### Список заданий
(A) Проверьте по отрывку три утверждения: (i) плод падает с пекизейры; (ii) Орландо находит плод спелым; (iii) Пиуни выходит из «конторы». На каждое ответьте «да» или «нет» и приведите решающие слова отрывка точной цитатой.
(B) Слово в слово перепишите часть отрывка. Начните со слов «Орландо бросает в» и продолжайте до слов «голову к нему.» включительно.

### Отрывок текста

============================================================

Страница 28 из 43
— Какой? Какой? — надрывается оператор в Сан-Пауло.
— Не «какой», а «какая»? «Какая» — говорю, — багровеет Орландо. — Прием!
Что «какая»? Что «какая»? Прием! «Фанасуфа»! «Фанасуфа»! «Фанасуфа» — какая? Прием!
— Что это такое? Что это такое? «фана»... Как? Прием!
Орландо бросает в сердцах микрофон рации и, вздымая руки к небу, выбегает во двор. С глухим стуком с пекизейры падает плод. Три сорванца с разных концом поляны бегут сломя голову к нему.
— Тащи сюда! Тащи дедушке! — кричит Орландо. Он сердито колупает зеленую кожуру, нюхает желтую сердцевину и сплевывает на землю: «Не дозрел!» В это время из «конторы» выходит флегматичный Пиуни и коротко сообщает, что парнишка в Сан-Пауло уже понял, о чем идет речь, и может информировать о «фанасуфе». Недовольно ворча, Орландо возвращается к рации, берет трубку:
— Ну что? Разобрались там, что «какая» и что «какой»? Прием!
— Что «какой»? Не понятно, что «какой», Орландо! Прием!

============================================================

### Материал для работы
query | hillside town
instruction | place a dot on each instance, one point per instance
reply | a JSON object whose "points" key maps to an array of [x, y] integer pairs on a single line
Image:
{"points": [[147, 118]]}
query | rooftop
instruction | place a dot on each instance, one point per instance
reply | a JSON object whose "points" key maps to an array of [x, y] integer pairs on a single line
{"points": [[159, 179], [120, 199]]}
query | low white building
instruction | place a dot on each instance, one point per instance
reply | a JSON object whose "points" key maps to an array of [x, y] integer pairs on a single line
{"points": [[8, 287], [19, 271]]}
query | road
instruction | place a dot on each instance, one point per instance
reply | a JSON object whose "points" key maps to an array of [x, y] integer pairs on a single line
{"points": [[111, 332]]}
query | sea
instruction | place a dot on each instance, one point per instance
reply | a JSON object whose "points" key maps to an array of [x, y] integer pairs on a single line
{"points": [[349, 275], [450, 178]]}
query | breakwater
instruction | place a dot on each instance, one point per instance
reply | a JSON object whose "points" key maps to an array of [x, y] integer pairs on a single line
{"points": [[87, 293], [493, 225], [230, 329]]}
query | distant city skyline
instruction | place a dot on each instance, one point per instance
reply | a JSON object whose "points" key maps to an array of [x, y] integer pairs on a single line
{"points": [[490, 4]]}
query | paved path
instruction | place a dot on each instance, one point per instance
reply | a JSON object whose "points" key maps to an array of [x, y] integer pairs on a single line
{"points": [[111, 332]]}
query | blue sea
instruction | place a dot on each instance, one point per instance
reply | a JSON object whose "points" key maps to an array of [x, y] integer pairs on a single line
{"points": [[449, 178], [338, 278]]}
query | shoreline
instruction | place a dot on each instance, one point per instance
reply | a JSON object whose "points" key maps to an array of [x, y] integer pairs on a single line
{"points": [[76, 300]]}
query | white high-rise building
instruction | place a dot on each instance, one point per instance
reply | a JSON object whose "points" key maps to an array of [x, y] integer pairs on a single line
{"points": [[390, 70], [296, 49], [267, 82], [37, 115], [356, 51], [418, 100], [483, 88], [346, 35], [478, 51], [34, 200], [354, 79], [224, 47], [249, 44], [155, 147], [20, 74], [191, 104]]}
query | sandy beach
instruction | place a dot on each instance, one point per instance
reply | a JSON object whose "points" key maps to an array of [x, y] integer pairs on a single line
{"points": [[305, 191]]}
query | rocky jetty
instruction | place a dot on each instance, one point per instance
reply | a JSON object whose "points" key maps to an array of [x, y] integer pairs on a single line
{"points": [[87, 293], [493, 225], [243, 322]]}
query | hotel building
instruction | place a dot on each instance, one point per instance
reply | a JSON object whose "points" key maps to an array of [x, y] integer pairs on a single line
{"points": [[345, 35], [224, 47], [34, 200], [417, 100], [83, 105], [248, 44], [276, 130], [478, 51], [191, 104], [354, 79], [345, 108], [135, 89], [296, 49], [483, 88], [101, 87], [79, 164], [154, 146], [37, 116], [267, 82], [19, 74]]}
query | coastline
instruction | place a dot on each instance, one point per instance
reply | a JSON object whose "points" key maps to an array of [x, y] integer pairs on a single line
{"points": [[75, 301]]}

============================================================

### Ответы по заданиям
(A)
(i) Да: «С глухим стуком с пекизейры падает плод».
(ii) Нет: «Не дозрел!»
(iii) Да: „из «конторы» выходит флегматичный Пиуни“.

(B)
Орландо бросает в сердцах микрофон рации и, вздымая руки к небу, выбегает во двор. С глухим стуком с пекизейры падает плод. Три сорванца с разных концом поляны бегут сломя голову к нему.